Work instruction 1: Summarize the text on cable operator revenue in two sentences.
Work instruction 2:
Answer these questions from the text on cable operator revenue:
(a) Instead of 100 channels, how many can consumers now get?
(b) About how many movies are not seen theatrically?
(c) What lets an operator in a digital world know where customers are located?

Text shown:
=======

Indusindia Media and Communication senior VP Subhashish Mazumdar spoke about the different levels at which cable operatiors can gain more revenue from a digital economy. The first avenue is charging more for more channels. Instead of only getting 100 channels the consumers can now get 300. He also praised HBO for launching ad free chanels saying that this is what is needed. "This is good. You monetize the audiebnce in a segmented manner. Server based channels can unlock value. For instance around 600 movies are not seen theatrically. Some of it is regional content. This can be exploited right now. Broadcasters have archival content which can also be used. The good thing is that the consumer has a choice of whether or not to take it. It is not being pushed down his/her throat."

He also spoke of broadband as being a further step to unlock revenue. This would moving away from Docsis ADSL to G pon. "The operator will be in a position to charge more for advanced technology. Cable operators and MSOs can generate revenue in a step wise manner." VOIP is another part of the revenue stream./ This is because VOIP networks can be linked.

At the same time MSO branding will be important. Right now people are aware of who their MSO is but they are not ware of the various services that digital cable can offer. This is where efforts have to be made by the players and by the industry. "There is low level branding in existence in terms of who the MSO is. But top of the mind branding is important. People need to know what services are being offered." The good news for him is that in a digital world due to the subscriber management system an operator can know where customers are located and offer services accordingly.

=======

Image-grounded pointing lines:
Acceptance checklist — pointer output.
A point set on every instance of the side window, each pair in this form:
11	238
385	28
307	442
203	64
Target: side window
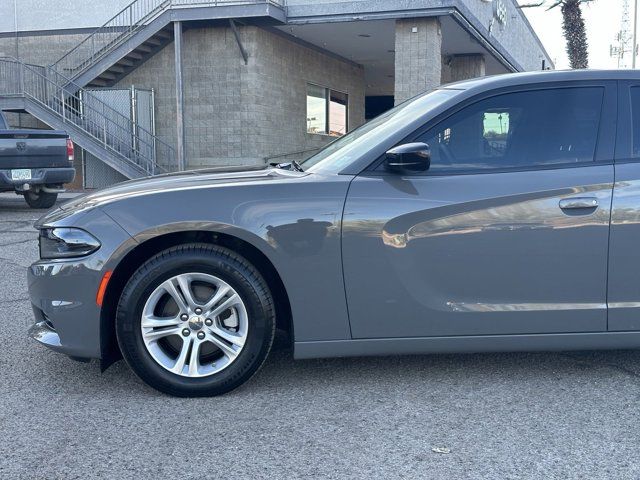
518	130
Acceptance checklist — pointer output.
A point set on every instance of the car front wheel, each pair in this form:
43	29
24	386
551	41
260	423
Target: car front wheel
195	320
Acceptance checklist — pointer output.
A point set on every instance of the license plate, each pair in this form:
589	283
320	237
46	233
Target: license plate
21	174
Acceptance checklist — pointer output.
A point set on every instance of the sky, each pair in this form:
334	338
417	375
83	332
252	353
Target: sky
603	21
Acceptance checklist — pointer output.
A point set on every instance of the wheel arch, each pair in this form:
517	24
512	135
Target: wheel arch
146	249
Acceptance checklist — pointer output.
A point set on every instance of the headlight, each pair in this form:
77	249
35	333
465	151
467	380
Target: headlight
66	243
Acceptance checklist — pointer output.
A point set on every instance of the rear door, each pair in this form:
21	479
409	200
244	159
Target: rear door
624	250
507	233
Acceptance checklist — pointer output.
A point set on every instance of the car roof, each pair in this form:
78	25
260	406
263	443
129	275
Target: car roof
523	78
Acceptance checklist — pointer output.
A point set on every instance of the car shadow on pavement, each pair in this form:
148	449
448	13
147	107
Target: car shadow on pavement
410	375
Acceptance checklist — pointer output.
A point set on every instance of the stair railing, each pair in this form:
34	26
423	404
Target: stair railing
132	145
116	30
124	25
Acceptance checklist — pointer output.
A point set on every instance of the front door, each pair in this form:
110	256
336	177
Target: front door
506	233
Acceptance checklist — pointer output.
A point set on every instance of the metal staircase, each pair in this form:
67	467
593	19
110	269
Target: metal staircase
136	33
91	123
121	45
55	94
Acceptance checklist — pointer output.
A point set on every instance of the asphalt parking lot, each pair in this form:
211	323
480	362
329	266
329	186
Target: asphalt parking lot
501	416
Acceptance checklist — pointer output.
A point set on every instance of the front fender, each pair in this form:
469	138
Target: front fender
296	226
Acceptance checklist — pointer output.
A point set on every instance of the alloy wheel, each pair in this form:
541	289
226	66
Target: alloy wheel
194	324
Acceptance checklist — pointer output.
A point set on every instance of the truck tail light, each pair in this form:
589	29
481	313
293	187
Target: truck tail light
69	149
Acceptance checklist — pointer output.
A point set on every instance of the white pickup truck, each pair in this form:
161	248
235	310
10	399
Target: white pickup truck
35	163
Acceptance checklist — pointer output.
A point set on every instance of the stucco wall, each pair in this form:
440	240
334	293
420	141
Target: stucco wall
39	49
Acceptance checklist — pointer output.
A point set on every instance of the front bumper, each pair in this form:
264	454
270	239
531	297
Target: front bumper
63	292
39	176
63	298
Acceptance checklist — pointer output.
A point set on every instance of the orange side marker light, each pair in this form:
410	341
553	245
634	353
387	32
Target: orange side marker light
103	287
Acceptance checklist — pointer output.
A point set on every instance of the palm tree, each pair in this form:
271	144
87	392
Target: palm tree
573	28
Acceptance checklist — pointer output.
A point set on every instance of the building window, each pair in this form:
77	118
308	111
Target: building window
327	111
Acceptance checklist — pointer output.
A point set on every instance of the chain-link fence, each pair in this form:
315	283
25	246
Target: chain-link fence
136	104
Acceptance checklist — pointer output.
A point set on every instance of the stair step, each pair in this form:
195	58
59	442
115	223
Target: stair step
134	55
155	42
124	63
166	34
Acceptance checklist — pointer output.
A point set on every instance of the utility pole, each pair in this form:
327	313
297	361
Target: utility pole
635	34
625	38
15	24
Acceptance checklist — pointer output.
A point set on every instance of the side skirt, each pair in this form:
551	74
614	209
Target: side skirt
468	344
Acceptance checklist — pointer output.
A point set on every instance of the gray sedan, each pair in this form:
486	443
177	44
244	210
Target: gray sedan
489	215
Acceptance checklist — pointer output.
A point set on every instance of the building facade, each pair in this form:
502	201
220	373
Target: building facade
243	82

=======

Answer space 1: Indusindia Media and Communication senior VP Subhashish Mazumdar described several ways cable operators can earn more in a digital economy, including offering more channels, segmented offerings such as ad-free and server-based channels, broadband, and VOIP. He also stressed that MSO branding matters because people know who their MSO is but not which services digital cable offers, while the subscriber management system lets operators see where customers are located and offer services accordingly.

Answer space 2:
(a) 300 channels.
(b) Around 600 movies.
(c) The subscriber management system.